* Work to be completed:
Transcribe the material word for word, but without the images.

--- start Information provided ---

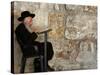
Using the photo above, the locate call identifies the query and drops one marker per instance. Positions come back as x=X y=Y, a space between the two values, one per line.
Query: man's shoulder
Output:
x=20 y=26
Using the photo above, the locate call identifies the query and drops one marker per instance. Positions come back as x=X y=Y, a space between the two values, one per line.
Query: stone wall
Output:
x=73 y=35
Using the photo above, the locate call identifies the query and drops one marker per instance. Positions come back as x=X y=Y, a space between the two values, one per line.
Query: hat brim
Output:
x=22 y=18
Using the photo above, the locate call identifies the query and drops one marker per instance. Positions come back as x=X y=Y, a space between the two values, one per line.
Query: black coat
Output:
x=28 y=38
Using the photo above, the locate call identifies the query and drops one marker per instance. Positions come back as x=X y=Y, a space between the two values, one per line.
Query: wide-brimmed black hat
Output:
x=25 y=14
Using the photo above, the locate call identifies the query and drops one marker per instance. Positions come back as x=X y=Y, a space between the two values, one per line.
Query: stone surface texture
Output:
x=73 y=35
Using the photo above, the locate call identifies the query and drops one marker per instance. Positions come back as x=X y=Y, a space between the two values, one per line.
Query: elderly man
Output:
x=28 y=37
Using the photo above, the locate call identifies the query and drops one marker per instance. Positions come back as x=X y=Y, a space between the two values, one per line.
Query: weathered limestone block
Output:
x=73 y=35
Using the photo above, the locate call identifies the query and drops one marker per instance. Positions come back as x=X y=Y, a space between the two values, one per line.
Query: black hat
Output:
x=25 y=14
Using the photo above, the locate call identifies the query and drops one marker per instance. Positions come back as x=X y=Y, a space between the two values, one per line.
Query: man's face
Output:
x=28 y=21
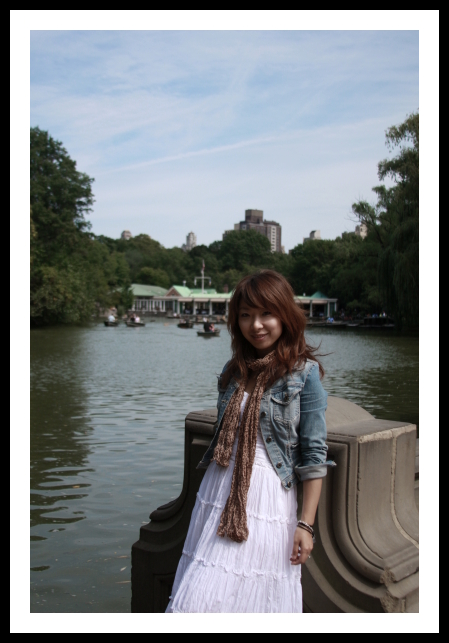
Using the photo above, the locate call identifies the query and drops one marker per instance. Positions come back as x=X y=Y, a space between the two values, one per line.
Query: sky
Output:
x=185 y=130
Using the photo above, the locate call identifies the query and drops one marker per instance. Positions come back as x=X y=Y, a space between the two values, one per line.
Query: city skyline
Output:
x=293 y=121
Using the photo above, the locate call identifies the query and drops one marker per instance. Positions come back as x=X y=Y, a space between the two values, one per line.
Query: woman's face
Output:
x=260 y=327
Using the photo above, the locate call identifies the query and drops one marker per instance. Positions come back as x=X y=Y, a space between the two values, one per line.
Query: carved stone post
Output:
x=366 y=555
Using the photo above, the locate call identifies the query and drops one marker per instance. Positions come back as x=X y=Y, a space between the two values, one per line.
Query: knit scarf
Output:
x=233 y=522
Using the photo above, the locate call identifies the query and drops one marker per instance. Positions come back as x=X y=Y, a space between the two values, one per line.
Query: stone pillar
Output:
x=366 y=555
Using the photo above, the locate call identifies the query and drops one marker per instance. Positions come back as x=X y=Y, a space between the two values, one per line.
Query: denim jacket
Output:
x=292 y=423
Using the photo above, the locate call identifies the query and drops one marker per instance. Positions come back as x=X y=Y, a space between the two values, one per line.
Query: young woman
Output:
x=245 y=546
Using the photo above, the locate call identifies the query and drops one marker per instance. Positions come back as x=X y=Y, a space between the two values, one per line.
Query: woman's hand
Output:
x=302 y=546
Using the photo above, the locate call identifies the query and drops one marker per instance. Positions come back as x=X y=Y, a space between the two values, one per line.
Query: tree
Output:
x=71 y=271
x=394 y=222
x=244 y=247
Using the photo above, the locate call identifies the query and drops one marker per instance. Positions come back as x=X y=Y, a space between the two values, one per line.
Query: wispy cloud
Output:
x=191 y=107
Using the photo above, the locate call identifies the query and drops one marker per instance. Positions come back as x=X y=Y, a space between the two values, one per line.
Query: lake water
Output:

--- end Information provided ---

* Exercise response:
Using the photo above, the locate call identifies the query and drops one marker per instance. Positions come back as x=X y=Y, a space between the two values, one per line.
Query: man's shoulder
Output:
x=20 y=26
Using the photo above, the locate call identifies the query and drops one marker per instance. Positions come back as x=X y=Y, a space between the two values, one per line.
Query: stone wall
Output:
x=73 y=35
Using the photo above, the locate call identifies the query and drops one marker per instance. Positions come back as x=X y=Y, a space between the two values, one per line.
Query: hat brim
Output:
x=22 y=18
Using the photo above, the locate call identifies the query and drops one marker per instance. Positions come back as x=X y=Y, a space between the two values, one per line.
Query: black coat
Output:
x=28 y=38
Using the photo above, the locate call identifies the query and drops one marker per instance. Positions come back as x=X y=Y, a space between the two values, one per line.
Query: wide-brimmed black hat
Output:
x=25 y=14
Using the photo above, the locate call identifies the query and drops one marker per instance. Positions come back as x=X y=Y, a space between the two values, one per line.
Query: stone surface texture
Output:
x=73 y=35
Using the photo above, the locate call identifies the query and drops one marker per instance. Positions come back as x=X y=Y, a space between the two values, one per line.
Query: elderly man
Output:
x=28 y=37
Using the photo above, the locate call identifies the query and drops one marker per instance. Positions come back as x=X y=Y, a space between the two values, one per line.
Query: weathered limestone block
Output:
x=73 y=35
Using the photo above, the locate call identifies the query and drops one marker per instance. Positions come back as x=X y=Y, a space between the two values, one per line.
Query: black hat
Output:
x=25 y=14
Using the photo above, the locate call identifies the query and drops one marker per instance. Positions come back as x=X y=Y, a space between the two values, one per line.
Query: man's face
Output:
x=28 y=21
Using the photo above, the locate call identifies the query and drops one marker per instance. Positions come back as x=X y=Y, a space between the two values, one per line.
Query: sky
Output:
x=185 y=130
Using the photo above, the locate call identifies the query and drops one marker per instance. Positions come back as x=X y=Y, a space between the two values, one per line.
Query: city skyline
Output:
x=293 y=121
Using the photo above, the locate call identifies the query and drops one marker per instance. Positions come back as x=X y=Y, a space between the two values, one per line.
Query: woman's face
Output:
x=260 y=327
Using the photo above, the locate call identifies the query and drops one marker per instance. Positions come back as x=X y=Y, a space between the two values, one per line.
Query: carved stone post
Output:
x=366 y=555
Using the photo above, the locate call identifies the query and drops one marker per instance. Positions come back as x=X y=Y, a space between the two values, one per line.
Query: knit scarf
Output:
x=233 y=522
Using the photo above, the locate call identifies the query and drops one marker per instance. Positions come back as x=X y=Y, a space between the two values, one per line.
Query: stone pillar
Output:
x=366 y=555
Using the photo above, the locate call identifies the query and drops one marker per instance. Positions come back as x=X y=Y, a space between the two values, one per line.
Query: denim jacket
Output:
x=292 y=423
Using the photo above, the locate call identifies the query and drops one marker per instance. Positions come back as x=X y=Y, a space between the two values, one per line.
Query: young woman
Output:
x=245 y=546
Using the photo above, the locate call identifies the query and drops one marker per instance. Positions come back as x=X y=Y, a space between the two values, one per line.
Query: woman's hand
Output:
x=302 y=546
Using the photo above, the locate call identifies the query and drops one marker per instance. Positions come back as x=X y=Y, a space between the two values, one per line.
Query: tree
Output:
x=71 y=271
x=394 y=222
x=244 y=247
Using the photo above, the locate call identifies the query and drops one marker per instance. Positions come back as x=X y=Y, a space between the two values, one per line.
Query: wispy cloud
Output:
x=191 y=107
Using the photo above, the locate call identifies the query and drops one marker per instance. Positions come back as x=X y=Y, a space between the two values, one per line.
Query: lake water
Output:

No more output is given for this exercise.